[RECORD EXCERPTS]:
────────────────
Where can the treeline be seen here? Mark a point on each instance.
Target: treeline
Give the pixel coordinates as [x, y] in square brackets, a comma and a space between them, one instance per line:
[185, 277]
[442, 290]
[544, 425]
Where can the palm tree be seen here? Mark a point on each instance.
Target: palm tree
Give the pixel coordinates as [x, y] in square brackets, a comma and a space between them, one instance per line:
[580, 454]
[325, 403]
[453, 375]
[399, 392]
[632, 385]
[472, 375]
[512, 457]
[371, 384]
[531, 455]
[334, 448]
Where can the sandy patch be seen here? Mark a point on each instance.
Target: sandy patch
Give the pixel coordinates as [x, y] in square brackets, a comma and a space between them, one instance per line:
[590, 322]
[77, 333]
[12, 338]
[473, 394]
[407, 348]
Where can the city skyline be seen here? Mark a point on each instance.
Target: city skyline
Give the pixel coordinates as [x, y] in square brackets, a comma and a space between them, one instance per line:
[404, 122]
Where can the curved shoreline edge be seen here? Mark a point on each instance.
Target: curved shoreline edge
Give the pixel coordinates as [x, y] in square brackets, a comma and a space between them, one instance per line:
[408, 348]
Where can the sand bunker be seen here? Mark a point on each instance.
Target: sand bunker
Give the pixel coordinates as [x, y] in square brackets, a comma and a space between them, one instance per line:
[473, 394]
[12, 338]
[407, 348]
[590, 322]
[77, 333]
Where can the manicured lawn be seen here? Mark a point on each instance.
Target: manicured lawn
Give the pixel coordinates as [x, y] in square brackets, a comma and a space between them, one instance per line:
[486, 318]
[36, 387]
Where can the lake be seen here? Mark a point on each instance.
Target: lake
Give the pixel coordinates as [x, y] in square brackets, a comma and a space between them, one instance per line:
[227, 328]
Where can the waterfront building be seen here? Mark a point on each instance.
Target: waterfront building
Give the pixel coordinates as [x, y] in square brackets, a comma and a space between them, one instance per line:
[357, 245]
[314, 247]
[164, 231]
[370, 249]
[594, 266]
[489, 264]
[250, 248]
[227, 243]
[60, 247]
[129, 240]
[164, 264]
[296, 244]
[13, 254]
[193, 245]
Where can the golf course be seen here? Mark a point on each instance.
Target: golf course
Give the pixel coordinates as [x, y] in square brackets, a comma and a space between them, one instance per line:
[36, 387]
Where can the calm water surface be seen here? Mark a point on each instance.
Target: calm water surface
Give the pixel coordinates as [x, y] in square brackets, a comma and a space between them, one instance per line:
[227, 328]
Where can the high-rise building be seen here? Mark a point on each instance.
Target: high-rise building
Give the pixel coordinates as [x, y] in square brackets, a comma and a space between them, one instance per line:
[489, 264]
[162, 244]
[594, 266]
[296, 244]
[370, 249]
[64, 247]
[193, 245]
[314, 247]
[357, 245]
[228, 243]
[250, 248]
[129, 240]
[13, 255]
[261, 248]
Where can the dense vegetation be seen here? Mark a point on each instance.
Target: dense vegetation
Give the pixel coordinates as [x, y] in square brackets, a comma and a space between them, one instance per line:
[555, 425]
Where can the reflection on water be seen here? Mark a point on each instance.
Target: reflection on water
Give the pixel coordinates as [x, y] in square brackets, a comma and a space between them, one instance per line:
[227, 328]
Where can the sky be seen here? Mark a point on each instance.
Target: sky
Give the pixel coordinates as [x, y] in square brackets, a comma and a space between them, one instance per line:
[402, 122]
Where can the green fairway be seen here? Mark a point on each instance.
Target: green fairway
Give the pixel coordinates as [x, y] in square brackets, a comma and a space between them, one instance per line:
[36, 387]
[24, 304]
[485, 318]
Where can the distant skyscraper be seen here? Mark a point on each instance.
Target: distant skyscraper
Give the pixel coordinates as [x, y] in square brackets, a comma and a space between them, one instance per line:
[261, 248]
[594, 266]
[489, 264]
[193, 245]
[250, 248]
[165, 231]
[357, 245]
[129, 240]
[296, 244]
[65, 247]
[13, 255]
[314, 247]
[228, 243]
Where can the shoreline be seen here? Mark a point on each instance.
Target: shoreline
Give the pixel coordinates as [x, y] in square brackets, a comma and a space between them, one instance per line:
────────────────
[REQUIRED ACTION]: Give a tally of the lines in the listing above that contain the word "building", and provide nothing beyond the number.

[WRITTEN ANSWER]: 4